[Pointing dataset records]
----------

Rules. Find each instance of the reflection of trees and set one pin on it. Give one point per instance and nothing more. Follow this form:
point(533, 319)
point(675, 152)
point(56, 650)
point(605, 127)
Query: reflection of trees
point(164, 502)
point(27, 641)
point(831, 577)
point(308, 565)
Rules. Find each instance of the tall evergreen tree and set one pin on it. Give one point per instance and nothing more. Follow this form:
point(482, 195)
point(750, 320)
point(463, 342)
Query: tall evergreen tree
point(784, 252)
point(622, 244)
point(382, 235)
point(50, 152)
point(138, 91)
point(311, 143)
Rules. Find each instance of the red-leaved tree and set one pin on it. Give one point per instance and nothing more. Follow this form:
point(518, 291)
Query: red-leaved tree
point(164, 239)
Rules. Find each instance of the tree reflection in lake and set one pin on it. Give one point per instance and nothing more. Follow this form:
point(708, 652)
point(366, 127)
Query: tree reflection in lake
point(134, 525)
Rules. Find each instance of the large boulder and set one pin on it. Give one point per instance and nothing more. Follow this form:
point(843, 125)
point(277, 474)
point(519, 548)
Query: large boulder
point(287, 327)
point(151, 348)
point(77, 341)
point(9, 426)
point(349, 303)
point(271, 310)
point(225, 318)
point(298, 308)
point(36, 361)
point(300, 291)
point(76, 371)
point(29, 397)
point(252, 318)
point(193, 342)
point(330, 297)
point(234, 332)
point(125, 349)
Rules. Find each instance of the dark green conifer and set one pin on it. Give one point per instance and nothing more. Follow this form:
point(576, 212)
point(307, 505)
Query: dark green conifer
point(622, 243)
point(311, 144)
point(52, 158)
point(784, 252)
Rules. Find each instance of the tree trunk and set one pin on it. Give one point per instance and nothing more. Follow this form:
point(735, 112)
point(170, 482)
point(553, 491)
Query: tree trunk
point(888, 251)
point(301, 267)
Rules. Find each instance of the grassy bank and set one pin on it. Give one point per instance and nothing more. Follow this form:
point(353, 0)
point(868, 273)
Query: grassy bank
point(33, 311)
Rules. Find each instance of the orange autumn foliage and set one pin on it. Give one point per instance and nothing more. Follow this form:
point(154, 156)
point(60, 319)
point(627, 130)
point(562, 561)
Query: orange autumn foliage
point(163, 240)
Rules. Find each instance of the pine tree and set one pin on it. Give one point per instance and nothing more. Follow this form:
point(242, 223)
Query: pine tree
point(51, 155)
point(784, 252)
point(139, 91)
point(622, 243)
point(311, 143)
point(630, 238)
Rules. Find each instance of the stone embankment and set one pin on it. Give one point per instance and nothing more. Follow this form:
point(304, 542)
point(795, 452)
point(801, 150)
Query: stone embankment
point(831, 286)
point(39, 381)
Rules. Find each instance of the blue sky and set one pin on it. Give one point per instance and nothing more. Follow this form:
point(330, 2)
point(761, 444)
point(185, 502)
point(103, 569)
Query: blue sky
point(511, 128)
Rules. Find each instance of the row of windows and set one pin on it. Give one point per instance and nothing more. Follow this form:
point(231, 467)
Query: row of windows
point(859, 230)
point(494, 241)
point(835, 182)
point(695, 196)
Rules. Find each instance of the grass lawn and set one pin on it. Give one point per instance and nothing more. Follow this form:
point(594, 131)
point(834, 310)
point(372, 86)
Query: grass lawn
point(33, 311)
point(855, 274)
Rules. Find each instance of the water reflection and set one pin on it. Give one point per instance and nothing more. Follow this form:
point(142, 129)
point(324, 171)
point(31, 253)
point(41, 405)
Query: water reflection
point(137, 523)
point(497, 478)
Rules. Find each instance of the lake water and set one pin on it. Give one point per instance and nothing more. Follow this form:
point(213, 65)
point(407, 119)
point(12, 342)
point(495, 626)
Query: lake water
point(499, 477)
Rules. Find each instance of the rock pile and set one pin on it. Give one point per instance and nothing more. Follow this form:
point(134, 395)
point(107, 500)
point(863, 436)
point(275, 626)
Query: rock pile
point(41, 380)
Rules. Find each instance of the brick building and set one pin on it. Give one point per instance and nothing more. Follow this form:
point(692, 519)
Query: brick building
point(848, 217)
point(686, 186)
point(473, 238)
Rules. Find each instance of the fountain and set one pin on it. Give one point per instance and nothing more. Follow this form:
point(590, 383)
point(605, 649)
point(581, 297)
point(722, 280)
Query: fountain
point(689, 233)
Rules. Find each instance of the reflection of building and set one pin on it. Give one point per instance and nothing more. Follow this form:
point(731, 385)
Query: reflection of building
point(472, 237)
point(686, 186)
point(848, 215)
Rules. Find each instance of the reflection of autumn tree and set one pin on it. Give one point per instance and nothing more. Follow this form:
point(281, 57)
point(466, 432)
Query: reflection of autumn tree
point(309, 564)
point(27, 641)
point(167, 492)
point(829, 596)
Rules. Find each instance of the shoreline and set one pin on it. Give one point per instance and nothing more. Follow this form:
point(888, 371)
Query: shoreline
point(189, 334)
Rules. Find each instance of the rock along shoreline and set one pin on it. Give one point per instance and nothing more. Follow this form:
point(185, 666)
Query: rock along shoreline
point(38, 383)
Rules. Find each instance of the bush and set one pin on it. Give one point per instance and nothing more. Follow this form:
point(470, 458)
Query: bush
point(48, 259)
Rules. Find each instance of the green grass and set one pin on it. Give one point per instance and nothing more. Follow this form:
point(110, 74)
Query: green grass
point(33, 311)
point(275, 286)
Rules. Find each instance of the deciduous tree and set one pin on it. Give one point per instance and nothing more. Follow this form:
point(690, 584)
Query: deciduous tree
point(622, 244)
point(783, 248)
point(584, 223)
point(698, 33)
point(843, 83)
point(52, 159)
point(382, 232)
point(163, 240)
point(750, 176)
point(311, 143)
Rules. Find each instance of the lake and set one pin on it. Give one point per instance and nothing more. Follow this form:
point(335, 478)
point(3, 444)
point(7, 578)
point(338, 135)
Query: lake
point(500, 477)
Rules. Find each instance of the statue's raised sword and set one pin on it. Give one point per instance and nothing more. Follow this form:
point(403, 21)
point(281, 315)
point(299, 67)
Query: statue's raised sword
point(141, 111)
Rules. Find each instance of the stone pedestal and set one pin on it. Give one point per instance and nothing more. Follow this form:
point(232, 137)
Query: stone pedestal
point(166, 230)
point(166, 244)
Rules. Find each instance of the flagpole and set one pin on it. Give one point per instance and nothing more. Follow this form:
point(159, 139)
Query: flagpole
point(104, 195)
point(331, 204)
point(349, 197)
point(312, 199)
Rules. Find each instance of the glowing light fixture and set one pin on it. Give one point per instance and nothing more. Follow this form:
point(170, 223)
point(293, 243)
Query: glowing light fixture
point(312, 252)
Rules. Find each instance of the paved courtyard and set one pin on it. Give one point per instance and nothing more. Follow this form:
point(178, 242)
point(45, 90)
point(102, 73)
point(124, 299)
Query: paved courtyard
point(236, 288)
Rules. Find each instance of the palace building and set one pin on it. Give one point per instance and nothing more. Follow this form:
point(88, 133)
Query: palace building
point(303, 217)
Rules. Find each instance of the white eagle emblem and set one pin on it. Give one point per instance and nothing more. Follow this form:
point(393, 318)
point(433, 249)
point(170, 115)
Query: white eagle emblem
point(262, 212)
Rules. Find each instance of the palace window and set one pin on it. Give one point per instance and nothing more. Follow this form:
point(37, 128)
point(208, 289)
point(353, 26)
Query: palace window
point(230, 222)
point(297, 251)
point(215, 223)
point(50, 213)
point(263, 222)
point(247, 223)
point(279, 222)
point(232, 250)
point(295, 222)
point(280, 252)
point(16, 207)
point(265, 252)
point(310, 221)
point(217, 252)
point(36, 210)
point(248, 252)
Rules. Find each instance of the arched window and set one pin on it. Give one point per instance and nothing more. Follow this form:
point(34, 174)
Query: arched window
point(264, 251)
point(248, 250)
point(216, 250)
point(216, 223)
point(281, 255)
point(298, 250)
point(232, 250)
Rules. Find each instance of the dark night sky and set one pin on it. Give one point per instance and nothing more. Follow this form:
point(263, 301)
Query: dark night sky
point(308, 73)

----------

(Task objective): Repeat only the stretch of lines starting at the one containing "Rules. Find each instance of the stone pedestal" and running to the final line of the entries above.

(Reply):
Rules. Find each instance of the stone pedestal and set one pin on it. Give one point per instance and nothing more. Follow this form:
point(232, 137)
Query: stone pedestal
point(166, 230)
point(166, 244)
Rules. Find each instance of the flagpole and set one pin on it. Give one point per instance and nothing more. Follow this form:
point(159, 139)
Query: flagpole
point(104, 195)
point(331, 204)
point(349, 197)
point(312, 199)
Rules. Find each instance of the glowing light fixture and set one pin on it. Give one point per instance and nothing more. Follow this form:
point(170, 223)
point(293, 243)
Query: glowing light fixture
point(312, 252)
Rules. Find each instance of the paved courtyard and set one pin on it. Give one point per instance and nothing more. Follow this form:
point(178, 242)
point(45, 90)
point(102, 73)
point(124, 299)
Query: paved courtyard
point(236, 288)
Rules. Find each instance of the palace building and set one pin on it. Give one point per instance and nothing more. Follow this form:
point(88, 133)
Query: palace building
point(303, 217)
Rules. Find each instance of the white eagle emblem and set one pin on it. Give one point per instance and nothing more. Follow this form:
point(393, 318)
point(433, 249)
point(170, 115)
Query: white eagle emblem
point(262, 212)
Rules. Find each instance of the palace window and set one pin on it. Give one point per instance and nothing more. Follow this form:
point(37, 128)
point(208, 289)
point(353, 26)
Query: palace window
point(230, 222)
point(297, 251)
point(215, 223)
point(50, 213)
point(263, 222)
point(247, 223)
point(279, 222)
point(232, 250)
point(295, 222)
point(280, 252)
point(16, 207)
point(265, 252)
point(310, 221)
point(217, 252)
point(36, 210)
point(248, 252)
Rules. Find each instance of the arched window and set one pin on it. Give one point per instance and nothing more. Follow this form:
point(34, 174)
Query: arched window
point(264, 251)
point(248, 250)
point(216, 250)
point(216, 223)
point(281, 255)
point(298, 250)
point(232, 250)
Rules. Find each instance of the dark night sky and set one pin on it. Give one point per instance and nothing more. Follow this form:
point(263, 301)
Query: dark night sky
point(308, 73)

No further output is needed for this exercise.